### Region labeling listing
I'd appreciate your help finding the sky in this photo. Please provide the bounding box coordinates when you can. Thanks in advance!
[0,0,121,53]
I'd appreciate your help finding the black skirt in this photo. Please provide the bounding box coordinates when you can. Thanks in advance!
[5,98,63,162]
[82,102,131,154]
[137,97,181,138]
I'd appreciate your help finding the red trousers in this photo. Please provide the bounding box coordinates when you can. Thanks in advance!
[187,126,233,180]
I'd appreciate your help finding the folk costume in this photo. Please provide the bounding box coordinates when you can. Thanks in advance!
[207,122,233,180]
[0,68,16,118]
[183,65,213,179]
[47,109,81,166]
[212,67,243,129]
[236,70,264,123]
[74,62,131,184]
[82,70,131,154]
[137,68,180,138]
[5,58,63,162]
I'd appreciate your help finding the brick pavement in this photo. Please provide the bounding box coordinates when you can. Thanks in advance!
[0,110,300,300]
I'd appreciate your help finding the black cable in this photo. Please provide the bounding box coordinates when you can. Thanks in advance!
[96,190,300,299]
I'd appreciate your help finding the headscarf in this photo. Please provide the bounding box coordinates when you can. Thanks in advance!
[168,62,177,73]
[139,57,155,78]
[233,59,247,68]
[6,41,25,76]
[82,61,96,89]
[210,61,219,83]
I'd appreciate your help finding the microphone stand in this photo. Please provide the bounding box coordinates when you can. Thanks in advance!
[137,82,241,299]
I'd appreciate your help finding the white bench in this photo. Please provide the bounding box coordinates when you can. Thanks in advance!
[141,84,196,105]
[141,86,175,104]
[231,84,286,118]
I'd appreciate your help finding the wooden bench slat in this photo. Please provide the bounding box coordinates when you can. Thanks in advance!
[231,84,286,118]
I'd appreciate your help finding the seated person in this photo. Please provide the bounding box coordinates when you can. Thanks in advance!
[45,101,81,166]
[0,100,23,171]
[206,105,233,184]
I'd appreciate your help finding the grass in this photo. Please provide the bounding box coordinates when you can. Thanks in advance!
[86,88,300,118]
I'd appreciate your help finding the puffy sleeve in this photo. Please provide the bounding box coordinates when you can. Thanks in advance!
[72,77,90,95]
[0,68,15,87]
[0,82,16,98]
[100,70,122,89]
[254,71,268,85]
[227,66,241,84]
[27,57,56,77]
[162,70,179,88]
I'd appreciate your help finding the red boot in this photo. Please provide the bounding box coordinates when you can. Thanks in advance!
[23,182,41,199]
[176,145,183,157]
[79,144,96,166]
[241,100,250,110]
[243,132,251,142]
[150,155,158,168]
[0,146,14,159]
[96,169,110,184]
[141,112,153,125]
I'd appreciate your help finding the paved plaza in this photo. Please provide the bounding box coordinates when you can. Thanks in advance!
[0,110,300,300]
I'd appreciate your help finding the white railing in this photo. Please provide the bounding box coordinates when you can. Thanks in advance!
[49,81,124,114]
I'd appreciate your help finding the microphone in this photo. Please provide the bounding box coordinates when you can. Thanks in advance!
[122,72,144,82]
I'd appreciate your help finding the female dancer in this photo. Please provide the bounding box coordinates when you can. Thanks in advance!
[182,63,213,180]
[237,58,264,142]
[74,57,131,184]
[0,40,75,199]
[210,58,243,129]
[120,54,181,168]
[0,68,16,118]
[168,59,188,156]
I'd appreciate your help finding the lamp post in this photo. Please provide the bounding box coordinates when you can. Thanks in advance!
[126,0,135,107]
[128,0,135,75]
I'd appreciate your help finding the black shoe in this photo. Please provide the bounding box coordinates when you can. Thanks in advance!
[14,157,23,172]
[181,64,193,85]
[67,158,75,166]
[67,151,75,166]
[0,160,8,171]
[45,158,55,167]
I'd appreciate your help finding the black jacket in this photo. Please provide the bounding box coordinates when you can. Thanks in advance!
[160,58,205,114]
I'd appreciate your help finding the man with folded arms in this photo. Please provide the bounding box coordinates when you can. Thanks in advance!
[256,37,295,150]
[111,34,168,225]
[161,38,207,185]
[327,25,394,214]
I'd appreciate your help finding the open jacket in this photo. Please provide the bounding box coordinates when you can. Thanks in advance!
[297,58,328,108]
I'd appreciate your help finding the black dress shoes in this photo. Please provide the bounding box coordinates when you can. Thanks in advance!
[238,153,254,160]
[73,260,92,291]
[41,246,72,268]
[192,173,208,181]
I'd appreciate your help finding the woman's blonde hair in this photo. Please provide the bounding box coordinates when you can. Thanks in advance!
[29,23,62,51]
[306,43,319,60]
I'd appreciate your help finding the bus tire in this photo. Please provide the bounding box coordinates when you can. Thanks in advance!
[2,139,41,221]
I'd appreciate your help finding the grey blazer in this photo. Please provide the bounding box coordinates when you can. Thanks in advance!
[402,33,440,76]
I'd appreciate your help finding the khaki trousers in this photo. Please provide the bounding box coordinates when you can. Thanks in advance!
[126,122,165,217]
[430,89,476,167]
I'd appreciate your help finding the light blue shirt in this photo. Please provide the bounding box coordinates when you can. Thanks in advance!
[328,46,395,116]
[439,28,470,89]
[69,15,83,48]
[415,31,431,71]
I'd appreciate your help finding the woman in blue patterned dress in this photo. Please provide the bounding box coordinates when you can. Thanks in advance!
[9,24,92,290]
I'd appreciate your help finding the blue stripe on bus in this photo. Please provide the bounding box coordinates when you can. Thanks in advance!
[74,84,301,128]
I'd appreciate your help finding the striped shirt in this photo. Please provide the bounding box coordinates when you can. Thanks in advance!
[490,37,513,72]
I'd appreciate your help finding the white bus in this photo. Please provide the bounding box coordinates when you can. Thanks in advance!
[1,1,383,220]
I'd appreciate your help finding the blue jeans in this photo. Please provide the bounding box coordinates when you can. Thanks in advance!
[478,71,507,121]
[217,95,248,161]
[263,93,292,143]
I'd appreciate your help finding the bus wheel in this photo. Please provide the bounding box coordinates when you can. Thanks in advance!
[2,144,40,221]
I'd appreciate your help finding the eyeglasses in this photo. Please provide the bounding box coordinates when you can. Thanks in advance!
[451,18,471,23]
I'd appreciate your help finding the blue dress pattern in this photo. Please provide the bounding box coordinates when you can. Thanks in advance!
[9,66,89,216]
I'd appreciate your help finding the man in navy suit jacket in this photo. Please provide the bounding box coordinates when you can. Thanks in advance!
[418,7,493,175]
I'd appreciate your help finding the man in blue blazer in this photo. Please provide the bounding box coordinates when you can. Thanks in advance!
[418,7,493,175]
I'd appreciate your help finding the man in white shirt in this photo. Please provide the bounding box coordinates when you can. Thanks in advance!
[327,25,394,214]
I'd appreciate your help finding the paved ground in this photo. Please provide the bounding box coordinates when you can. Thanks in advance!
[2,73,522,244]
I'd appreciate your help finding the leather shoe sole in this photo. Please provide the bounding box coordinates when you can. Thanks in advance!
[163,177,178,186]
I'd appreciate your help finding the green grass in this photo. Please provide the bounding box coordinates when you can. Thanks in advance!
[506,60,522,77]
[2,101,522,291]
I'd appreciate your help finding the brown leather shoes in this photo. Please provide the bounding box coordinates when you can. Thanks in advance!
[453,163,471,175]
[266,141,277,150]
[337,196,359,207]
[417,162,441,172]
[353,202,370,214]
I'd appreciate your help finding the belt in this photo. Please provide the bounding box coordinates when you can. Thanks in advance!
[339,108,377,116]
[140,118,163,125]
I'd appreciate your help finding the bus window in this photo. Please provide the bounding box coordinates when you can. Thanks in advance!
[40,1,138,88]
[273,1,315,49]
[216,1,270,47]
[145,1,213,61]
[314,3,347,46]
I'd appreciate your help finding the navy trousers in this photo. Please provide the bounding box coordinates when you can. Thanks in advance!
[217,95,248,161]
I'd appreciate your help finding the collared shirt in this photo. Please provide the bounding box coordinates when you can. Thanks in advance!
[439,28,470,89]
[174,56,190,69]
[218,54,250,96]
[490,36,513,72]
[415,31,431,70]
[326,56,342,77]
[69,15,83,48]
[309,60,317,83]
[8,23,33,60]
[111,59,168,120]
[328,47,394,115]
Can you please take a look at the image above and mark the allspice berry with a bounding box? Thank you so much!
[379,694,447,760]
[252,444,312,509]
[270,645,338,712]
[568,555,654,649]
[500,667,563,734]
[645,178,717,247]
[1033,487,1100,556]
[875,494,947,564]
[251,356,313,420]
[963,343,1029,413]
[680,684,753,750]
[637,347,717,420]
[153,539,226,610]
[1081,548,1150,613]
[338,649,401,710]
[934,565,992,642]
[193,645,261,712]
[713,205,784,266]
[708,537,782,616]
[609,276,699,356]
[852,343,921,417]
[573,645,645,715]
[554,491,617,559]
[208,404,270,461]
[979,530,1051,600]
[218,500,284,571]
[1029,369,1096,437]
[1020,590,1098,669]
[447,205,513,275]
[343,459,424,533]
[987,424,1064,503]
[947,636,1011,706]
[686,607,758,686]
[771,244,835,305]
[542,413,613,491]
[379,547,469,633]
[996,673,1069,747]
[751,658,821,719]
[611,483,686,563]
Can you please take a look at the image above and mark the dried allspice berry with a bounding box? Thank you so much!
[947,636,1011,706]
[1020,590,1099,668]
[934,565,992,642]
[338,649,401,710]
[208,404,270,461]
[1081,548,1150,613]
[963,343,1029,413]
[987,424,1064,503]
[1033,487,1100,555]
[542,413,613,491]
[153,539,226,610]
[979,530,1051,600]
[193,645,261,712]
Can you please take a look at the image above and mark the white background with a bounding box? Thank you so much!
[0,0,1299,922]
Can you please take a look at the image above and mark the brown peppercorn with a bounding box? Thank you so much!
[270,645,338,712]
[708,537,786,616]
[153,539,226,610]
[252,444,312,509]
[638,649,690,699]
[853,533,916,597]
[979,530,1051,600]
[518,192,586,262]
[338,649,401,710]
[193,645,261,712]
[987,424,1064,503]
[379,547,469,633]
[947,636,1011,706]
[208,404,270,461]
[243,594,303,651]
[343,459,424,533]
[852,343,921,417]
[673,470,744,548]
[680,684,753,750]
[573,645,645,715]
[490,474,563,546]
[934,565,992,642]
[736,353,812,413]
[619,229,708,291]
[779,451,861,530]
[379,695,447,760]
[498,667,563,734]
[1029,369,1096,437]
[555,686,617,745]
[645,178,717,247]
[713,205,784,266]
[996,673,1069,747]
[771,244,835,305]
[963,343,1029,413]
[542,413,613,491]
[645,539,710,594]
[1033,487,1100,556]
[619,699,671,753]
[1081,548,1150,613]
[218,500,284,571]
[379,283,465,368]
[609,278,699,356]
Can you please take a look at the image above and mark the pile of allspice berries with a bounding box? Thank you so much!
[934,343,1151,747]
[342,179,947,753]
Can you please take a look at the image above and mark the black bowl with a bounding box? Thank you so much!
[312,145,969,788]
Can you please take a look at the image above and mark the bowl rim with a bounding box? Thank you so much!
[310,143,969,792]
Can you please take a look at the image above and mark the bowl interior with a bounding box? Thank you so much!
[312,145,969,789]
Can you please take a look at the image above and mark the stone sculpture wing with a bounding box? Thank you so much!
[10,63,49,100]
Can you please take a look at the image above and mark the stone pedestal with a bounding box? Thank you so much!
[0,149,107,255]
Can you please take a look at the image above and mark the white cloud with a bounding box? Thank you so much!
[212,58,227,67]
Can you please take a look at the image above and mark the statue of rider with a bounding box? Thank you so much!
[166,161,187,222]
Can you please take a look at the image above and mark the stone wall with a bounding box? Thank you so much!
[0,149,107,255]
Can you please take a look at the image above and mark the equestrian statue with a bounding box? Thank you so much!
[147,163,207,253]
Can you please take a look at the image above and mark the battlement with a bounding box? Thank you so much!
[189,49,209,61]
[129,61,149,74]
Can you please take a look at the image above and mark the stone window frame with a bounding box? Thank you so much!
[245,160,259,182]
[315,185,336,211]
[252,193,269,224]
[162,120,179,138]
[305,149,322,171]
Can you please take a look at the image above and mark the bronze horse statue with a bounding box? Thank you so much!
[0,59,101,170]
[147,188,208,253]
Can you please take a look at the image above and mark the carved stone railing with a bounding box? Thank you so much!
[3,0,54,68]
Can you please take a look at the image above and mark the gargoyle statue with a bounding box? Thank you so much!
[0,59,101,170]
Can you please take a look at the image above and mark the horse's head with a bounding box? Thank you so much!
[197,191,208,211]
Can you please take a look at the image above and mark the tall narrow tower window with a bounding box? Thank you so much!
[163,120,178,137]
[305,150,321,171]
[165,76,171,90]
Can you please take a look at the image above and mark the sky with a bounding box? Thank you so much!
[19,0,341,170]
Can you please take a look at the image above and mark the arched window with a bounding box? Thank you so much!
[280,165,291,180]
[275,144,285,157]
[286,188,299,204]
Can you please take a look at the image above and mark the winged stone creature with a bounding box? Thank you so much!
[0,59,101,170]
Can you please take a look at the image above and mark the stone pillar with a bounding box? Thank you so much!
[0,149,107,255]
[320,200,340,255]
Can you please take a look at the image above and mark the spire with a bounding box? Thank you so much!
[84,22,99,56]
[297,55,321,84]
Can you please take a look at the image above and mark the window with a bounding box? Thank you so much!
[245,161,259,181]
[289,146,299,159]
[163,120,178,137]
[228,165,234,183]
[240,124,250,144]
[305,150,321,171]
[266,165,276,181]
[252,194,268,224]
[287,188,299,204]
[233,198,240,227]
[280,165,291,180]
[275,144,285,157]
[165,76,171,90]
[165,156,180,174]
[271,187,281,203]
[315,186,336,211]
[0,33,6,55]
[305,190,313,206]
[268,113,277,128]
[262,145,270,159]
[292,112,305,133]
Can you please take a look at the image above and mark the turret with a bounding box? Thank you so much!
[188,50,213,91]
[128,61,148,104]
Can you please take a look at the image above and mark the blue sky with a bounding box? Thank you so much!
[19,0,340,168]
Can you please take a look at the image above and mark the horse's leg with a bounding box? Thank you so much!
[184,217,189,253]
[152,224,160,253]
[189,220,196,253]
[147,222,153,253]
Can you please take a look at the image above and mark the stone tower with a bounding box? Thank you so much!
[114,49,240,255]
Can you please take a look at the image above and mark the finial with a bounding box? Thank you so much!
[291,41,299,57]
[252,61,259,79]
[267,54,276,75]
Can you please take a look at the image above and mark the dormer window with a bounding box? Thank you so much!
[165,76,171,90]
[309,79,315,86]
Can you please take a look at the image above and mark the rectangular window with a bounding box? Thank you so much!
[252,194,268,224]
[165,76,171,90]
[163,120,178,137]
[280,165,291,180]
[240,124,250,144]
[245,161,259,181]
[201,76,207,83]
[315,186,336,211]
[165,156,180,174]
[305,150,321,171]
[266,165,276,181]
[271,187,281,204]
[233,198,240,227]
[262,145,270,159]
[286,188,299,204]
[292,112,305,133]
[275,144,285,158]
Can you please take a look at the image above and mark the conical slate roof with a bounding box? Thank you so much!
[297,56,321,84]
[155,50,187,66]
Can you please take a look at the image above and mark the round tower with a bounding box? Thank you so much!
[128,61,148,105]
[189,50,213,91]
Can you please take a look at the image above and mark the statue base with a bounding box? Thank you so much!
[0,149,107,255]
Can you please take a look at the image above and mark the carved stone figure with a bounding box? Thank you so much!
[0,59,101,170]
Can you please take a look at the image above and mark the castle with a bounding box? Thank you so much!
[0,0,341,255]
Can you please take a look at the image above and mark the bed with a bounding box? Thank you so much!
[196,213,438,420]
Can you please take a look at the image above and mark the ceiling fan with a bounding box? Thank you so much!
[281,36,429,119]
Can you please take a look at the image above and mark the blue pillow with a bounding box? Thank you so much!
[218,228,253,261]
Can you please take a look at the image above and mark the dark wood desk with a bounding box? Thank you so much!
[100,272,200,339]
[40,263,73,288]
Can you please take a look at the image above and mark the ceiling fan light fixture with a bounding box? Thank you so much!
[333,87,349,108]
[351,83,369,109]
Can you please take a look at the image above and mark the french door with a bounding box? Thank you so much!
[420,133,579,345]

### REQUIREMENTS
Copy the listing word for word, starting at the line that contains "ceiling fan light" and continuing through its final line, with both of those lines included.

### RESPONSE FOR THIS EXERCISE
Can you please take a look at the image above and mark the ceiling fan light fixture with a bounding box? Thank you so much!
[333,87,349,108]
[351,83,369,109]
Can you please take a look at the image above and mark the french door with a bounding box? Thank you so much!
[420,133,579,345]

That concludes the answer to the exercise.